=== Your assignment ===
Wherever the word "slim" appears in a line below, that line counts; report the total number of such lines only.

=== Records for this exercise ===
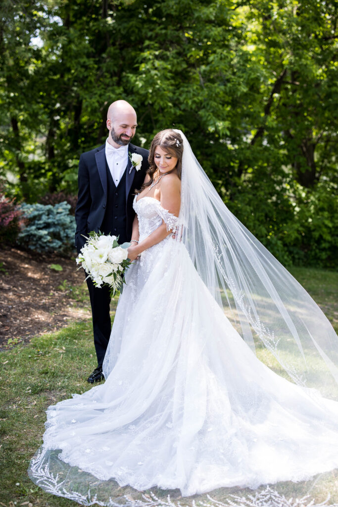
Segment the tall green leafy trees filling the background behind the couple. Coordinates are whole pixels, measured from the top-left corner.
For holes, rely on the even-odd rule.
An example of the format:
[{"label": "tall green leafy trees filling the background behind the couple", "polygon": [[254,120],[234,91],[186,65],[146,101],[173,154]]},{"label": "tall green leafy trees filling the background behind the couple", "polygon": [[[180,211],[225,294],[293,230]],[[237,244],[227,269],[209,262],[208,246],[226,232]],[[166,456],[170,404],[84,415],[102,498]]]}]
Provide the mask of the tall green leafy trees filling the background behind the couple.
[{"label": "tall green leafy trees filling the background behind the couple", "polygon": [[181,128],[284,264],[337,260],[338,7],[322,0],[3,0],[0,177],[76,193],[81,152],[130,101],[135,143]]}]

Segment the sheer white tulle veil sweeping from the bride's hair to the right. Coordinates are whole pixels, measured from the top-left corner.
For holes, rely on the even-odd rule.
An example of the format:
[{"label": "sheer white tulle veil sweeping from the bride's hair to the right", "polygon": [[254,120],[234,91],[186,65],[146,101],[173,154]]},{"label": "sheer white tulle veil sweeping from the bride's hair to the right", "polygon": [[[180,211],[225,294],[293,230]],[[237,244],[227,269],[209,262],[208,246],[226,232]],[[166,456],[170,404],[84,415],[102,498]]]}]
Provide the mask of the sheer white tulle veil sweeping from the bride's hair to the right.
[{"label": "sheer white tulle veil sweeping from the bride's hair to the right", "polygon": [[[297,384],[338,396],[338,337],[321,309],[218,196],[183,139],[182,241],[200,277],[259,358]],[[276,360],[278,363],[276,363]]]}]

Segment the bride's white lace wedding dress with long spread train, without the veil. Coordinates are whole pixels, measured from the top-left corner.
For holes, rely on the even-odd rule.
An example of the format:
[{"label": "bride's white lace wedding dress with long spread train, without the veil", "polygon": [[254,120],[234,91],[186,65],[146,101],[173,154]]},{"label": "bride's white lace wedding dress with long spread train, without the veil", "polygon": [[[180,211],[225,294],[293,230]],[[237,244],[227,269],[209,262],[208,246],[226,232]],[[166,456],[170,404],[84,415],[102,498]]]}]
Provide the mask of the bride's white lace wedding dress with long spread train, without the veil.
[{"label": "bride's white lace wedding dress with long spread train, without the veil", "polygon": [[[135,197],[134,209],[140,240],[162,220],[175,228],[155,198]],[[53,449],[79,472],[73,488],[84,471],[184,496],[338,467],[338,403],[257,359],[171,235],[127,271],[103,371],[104,384],[49,407],[30,465],[42,487]],[[63,479],[49,491],[77,499]]]}]

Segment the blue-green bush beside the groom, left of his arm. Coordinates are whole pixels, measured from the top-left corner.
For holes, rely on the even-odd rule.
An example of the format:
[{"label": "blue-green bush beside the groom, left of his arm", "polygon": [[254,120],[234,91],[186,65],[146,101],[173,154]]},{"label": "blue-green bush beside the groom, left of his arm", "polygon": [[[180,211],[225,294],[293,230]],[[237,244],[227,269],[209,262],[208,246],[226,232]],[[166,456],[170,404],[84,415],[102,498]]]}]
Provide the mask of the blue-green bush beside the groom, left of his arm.
[{"label": "blue-green bush beside the groom, left of his arm", "polygon": [[75,220],[70,205],[21,204],[26,225],[18,236],[21,245],[39,253],[56,252],[65,255],[73,249]]}]

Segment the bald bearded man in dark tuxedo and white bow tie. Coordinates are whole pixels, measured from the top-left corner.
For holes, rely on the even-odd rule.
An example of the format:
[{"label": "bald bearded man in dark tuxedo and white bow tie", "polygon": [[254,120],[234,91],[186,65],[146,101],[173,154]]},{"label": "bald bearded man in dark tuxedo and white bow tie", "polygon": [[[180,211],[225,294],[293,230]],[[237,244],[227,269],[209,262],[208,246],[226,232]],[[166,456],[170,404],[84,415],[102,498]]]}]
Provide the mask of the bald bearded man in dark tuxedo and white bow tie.
[{"label": "bald bearded man in dark tuxedo and white bow tie", "polygon": [[[79,161],[79,194],[75,211],[77,229],[75,245],[78,252],[84,246],[89,232],[119,236],[119,243],[138,240],[138,231],[132,230],[135,216],[133,194],[140,189],[148,164],[148,150],[131,144],[137,127],[134,108],[125,100],[110,104],[107,113],[107,140],[99,148],[83,153]],[[136,170],[130,156],[142,156]],[[134,237],[133,237],[134,236]],[[88,382],[102,380],[102,363],[111,331],[109,288],[97,288],[87,279],[93,316],[94,345],[97,368]]]}]

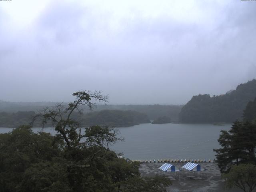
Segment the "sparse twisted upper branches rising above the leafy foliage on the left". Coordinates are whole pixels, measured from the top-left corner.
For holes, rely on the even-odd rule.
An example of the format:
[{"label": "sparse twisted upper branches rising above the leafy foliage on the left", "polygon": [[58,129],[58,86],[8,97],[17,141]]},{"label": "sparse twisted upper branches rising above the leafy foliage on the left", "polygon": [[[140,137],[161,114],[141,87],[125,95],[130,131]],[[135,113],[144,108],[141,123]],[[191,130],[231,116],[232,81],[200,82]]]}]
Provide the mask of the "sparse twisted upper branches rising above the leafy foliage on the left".
[{"label": "sparse twisted upper branches rising above the leafy foliage on the left", "polygon": [[72,114],[78,112],[81,116],[82,106],[88,106],[89,109],[92,109],[96,106],[96,102],[106,103],[108,100],[108,96],[103,96],[101,91],[78,91],[72,95],[76,97],[74,102],[69,102],[67,105],[58,103],[53,108],[44,108],[34,116],[32,121],[33,124],[36,119],[40,118],[43,126],[50,121],[58,136],[65,141],[68,147],[79,146],[80,140],[85,137],[85,135],[82,135],[79,119],[72,117]]}]

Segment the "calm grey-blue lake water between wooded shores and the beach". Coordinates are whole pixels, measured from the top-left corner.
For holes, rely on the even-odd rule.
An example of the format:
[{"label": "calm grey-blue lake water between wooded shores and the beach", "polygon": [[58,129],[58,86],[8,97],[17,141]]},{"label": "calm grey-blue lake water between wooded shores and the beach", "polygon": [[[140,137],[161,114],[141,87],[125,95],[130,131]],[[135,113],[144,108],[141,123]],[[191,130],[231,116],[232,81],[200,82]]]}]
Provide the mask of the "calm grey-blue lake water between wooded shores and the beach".
[{"label": "calm grey-blue lake water between wooded shores and the beach", "polygon": [[[214,126],[212,124],[140,124],[118,128],[124,142],[111,146],[123,157],[131,160],[153,159],[211,159],[215,158],[212,149],[220,148],[218,138],[220,130],[230,130],[231,124]],[[0,128],[0,133],[11,131]],[[39,132],[42,128],[32,128]],[[53,128],[44,128],[45,132],[56,134]]]}]

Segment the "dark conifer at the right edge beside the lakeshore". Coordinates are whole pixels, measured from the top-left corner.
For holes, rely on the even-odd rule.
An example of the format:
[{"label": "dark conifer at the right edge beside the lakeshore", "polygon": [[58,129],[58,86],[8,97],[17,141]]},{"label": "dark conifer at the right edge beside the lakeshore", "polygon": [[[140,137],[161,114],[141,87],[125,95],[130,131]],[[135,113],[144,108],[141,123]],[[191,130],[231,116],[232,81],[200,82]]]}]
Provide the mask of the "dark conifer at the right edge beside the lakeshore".
[{"label": "dark conifer at the right edge beside the lakeshore", "polygon": [[222,146],[214,149],[220,172],[229,172],[232,165],[256,163],[256,125],[236,121],[231,130],[222,130],[218,142]]}]

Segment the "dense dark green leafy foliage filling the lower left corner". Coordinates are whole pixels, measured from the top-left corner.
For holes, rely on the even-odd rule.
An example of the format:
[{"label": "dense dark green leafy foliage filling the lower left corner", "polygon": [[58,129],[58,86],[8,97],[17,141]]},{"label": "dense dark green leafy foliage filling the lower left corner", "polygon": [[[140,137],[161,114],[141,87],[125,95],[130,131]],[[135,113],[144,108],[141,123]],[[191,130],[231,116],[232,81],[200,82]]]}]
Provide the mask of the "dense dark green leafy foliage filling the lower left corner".
[{"label": "dense dark green leafy foliage filling the lower left corner", "polygon": [[[58,136],[35,134],[29,126],[0,134],[0,191],[164,192],[170,185],[160,176],[140,177],[138,162],[100,146],[71,150]],[[71,161],[67,154],[74,151]]]}]

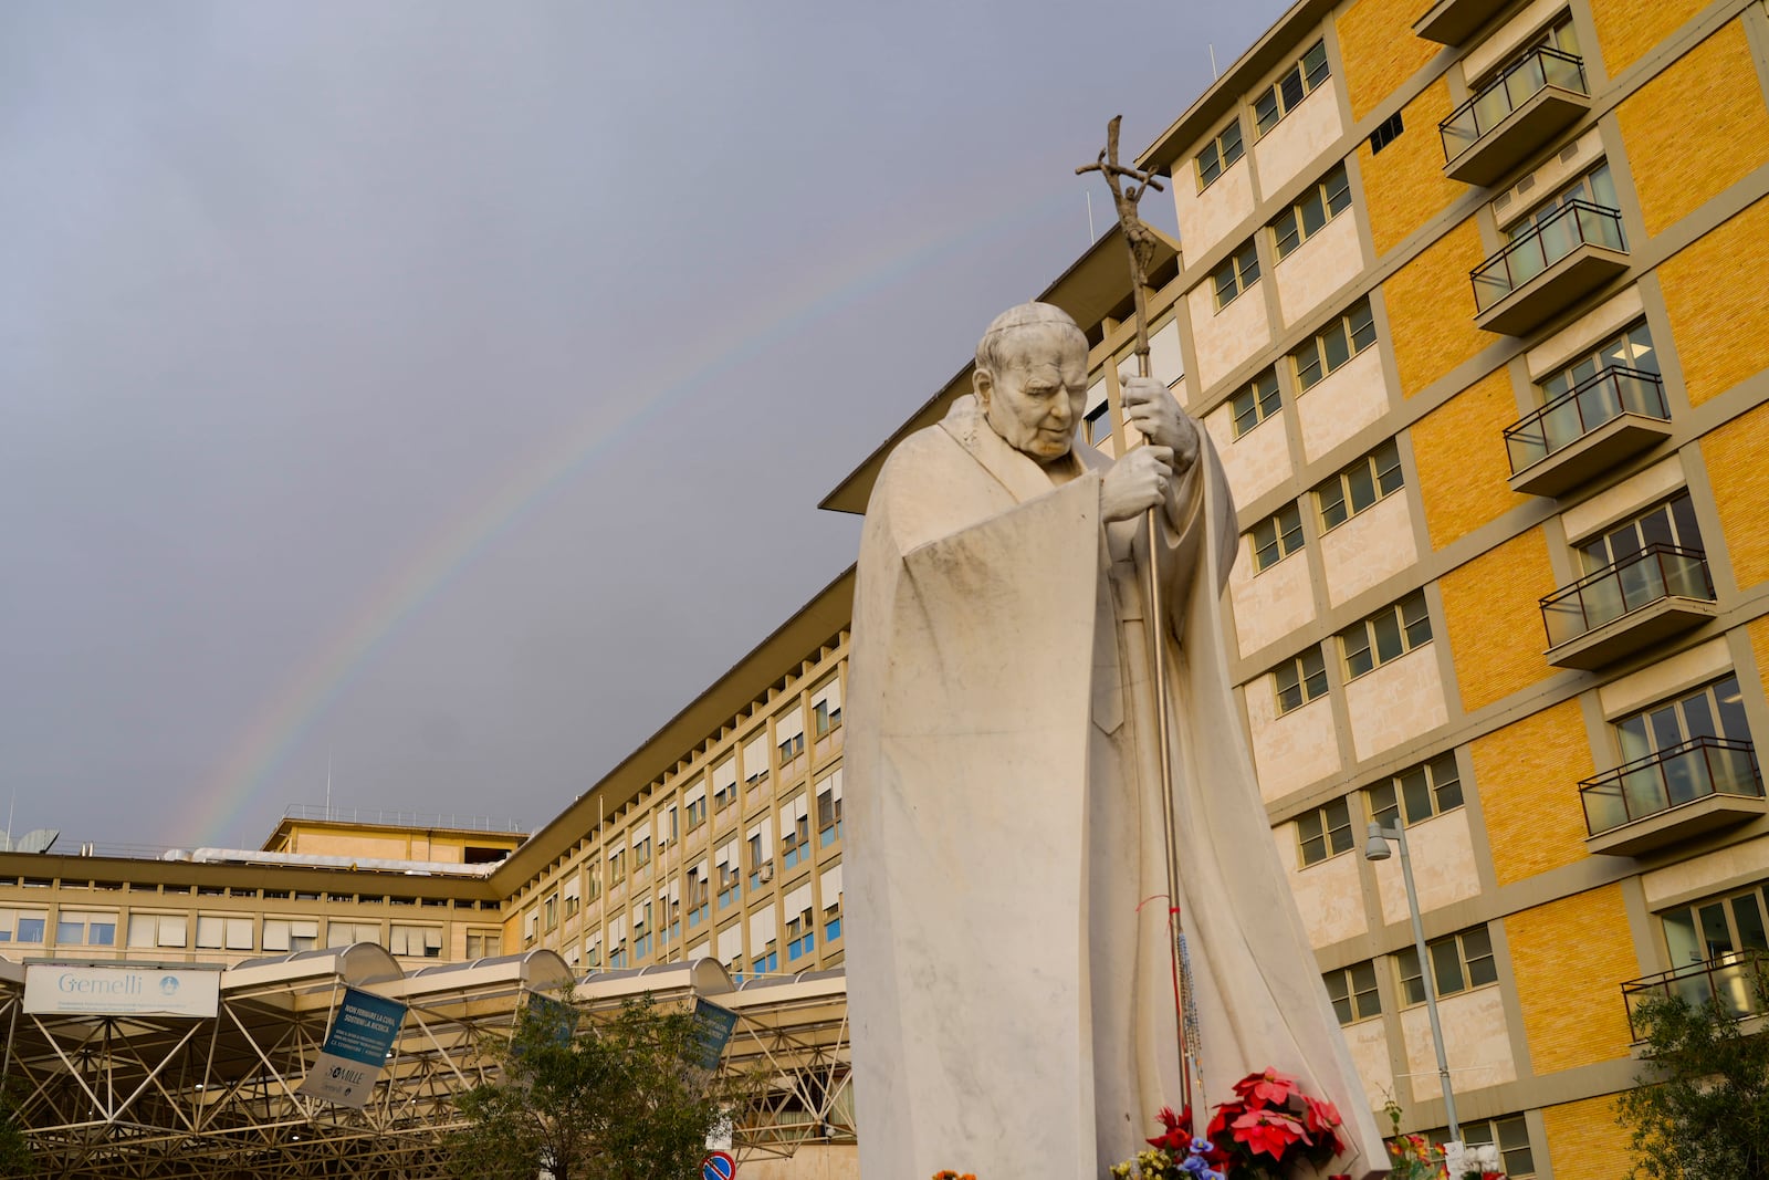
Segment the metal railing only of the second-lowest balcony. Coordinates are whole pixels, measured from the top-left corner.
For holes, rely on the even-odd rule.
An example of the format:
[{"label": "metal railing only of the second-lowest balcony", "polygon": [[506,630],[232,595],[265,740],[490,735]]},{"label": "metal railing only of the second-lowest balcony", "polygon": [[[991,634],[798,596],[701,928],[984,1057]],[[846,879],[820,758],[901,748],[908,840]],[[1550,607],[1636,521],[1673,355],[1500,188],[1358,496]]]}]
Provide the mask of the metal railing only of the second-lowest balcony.
[{"label": "metal railing only of the second-lowest balcony", "polygon": [[1585,830],[1594,837],[1716,794],[1764,798],[1750,741],[1693,738],[1578,784]]}]

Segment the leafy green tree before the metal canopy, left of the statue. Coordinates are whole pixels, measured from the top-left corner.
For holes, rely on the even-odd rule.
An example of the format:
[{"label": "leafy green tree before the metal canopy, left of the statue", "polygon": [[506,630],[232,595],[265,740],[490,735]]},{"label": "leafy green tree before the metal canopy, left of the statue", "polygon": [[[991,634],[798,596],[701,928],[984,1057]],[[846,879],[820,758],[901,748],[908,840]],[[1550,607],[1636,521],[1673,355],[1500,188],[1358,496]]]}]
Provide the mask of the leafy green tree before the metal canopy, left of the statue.
[{"label": "leafy green tree before the metal canopy, left of the statue", "polygon": [[501,1077],[456,1102],[472,1127],[449,1136],[465,1180],[681,1180],[699,1175],[706,1138],[734,1083],[697,1061],[701,1026],[651,996],[609,1021],[531,1000],[501,1053]]}]

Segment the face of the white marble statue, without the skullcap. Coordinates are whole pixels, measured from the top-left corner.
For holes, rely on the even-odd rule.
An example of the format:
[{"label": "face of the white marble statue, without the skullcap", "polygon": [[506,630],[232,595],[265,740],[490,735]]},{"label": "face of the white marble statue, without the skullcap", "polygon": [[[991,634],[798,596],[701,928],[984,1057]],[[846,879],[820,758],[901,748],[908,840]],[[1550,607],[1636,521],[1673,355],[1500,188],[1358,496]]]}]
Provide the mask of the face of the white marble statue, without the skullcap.
[{"label": "face of the white marble statue, without the skullcap", "polygon": [[999,373],[976,370],[976,396],[998,435],[1040,464],[1068,455],[1088,395],[1088,347],[1065,324],[1028,324],[1003,341]]}]

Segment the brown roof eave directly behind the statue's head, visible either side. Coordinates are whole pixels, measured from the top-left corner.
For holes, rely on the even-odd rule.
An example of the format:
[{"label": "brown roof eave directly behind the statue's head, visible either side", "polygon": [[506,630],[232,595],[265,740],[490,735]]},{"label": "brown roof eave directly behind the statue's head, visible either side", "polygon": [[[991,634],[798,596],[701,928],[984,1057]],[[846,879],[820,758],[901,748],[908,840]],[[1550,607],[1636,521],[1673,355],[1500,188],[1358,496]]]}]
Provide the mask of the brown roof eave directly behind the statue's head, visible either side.
[{"label": "brown roof eave directly behind the statue's head, visible either side", "polygon": [[[1157,239],[1155,258],[1148,267],[1150,283],[1159,288],[1166,281],[1160,278],[1162,272],[1178,269],[1180,244],[1153,226],[1150,226],[1150,232]],[[1125,304],[1130,303],[1127,265],[1123,234],[1114,225],[1106,235],[1088,246],[1079,258],[1068,264],[1068,269],[1056,276],[1056,281],[1045,287],[1037,299],[1040,303],[1053,303],[1072,315],[1081,331],[1088,333],[1088,340],[1095,340],[1097,333],[1093,329],[1106,317],[1123,311]],[[968,361],[964,368],[953,373],[952,380],[941,386],[939,393],[923,402],[904,425],[897,426],[846,479],[835,485],[835,490],[824,495],[817,508],[853,513],[856,517],[863,515],[867,501],[872,497],[872,485],[877,483],[884,460],[911,433],[923,426],[932,426],[945,418],[946,407],[959,395],[969,393],[973,368],[976,368],[976,363]]]}]

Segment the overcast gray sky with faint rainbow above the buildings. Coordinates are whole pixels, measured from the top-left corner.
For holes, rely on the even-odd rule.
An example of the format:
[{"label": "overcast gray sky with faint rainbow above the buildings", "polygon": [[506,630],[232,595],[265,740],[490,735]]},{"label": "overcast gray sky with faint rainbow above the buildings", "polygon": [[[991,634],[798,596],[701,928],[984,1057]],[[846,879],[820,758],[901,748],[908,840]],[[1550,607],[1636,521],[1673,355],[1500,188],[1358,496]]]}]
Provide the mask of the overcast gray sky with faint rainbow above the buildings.
[{"label": "overcast gray sky with faint rainbow above the buildings", "polygon": [[1283,9],[0,5],[0,807],[545,823]]}]

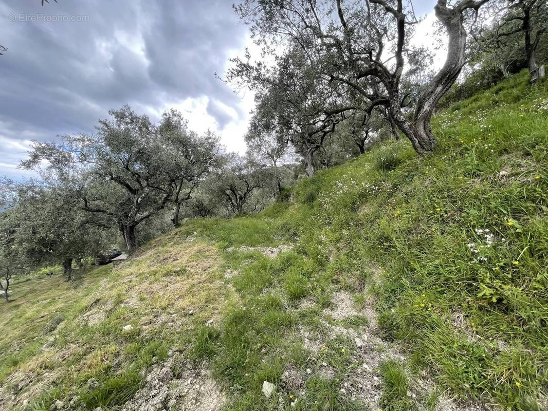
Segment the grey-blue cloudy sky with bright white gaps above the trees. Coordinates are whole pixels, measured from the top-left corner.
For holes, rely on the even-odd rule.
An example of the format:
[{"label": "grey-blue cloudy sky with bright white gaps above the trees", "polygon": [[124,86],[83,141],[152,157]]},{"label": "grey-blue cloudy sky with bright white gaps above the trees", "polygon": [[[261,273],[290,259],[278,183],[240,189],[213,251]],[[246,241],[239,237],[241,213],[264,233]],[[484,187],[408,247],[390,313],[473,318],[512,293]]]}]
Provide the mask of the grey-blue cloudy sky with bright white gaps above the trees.
[{"label": "grey-blue cloudy sky with bright white gaps above the trees", "polygon": [[[253,98],[214,76],[251,45],[232,2],[0,0],[0,175],[25,174],[17,165],[32,140],[92,132],[124,104],[155,119],[179,109],[243,152]],[[434,3],[416,0],[415,11]]]}]

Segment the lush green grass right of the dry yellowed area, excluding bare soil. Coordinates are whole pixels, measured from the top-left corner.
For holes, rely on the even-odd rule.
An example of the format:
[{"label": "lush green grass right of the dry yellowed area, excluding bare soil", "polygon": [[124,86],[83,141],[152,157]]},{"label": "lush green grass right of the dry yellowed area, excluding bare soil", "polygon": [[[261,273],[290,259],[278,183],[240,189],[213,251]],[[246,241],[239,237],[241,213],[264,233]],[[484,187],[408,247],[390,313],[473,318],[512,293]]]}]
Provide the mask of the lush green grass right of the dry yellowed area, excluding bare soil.
[{"label": "lush green grass right of the dry yellowed area, excluding bare soil", "polygon": [[[548,85],[530,86],[522,73],[438,113],[433,130],[431,155],[385,142],[301,180],[287,202],[258,216],[192,223],[228,250],[229,281],[244,295],[195,351],[230,387],[231,409],[282,400],[292,409],[361,409],[344,395],[352,358],[335,349],[336,372],[325,379],[310,368],[313,350],[299,345],[303,332],[322,332],[322,310],[341,290],[356,306],[373,301],[381,338],[407,358],[401,381],[433,384],[415,401],[410,388],[390,390],[385,364],[382,408],[433,409],[446,397],[546,407]],[[293,249],[272,260],[233,252],[241,244]],[[358,330],[361,321],[343,325]],[[337,338],[328,351],[352,352],[352,341]],[[311,371],[302,391],[283,389],[293,368]],[[262,396],[263,380],[282,387],[276,404]]]}]

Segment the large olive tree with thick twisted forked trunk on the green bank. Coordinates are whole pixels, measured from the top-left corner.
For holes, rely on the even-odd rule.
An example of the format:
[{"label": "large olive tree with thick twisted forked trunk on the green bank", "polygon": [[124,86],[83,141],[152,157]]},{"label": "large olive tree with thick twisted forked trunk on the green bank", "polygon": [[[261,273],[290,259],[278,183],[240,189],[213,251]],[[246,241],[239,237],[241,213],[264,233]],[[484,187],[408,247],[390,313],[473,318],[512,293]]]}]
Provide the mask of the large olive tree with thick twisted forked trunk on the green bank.
[{"label": "large olive tree with thick twisted forked trunk on the green bank", "polygon": [[323,75],[348,87],[363,105],[384,105],[387,114],[419,153],[433,150],[430,119],[439,99],[458,77],[465,62],[465,22],[488,0],[438,0],[435,14],[448,37],[446,61],[406,113],[403,87],[410,39],[418,20],[403,0],[244,0],[237,13],[258,42],[283,41],[307,55],[320,56]]}]

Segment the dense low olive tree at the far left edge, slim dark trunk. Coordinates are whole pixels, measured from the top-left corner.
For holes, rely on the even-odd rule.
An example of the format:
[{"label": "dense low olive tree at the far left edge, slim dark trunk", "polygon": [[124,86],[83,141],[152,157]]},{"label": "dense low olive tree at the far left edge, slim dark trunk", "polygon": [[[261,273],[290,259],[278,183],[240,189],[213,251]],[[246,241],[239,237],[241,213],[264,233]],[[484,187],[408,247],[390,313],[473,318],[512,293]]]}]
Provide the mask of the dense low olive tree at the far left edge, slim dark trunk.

=== Task response ===
3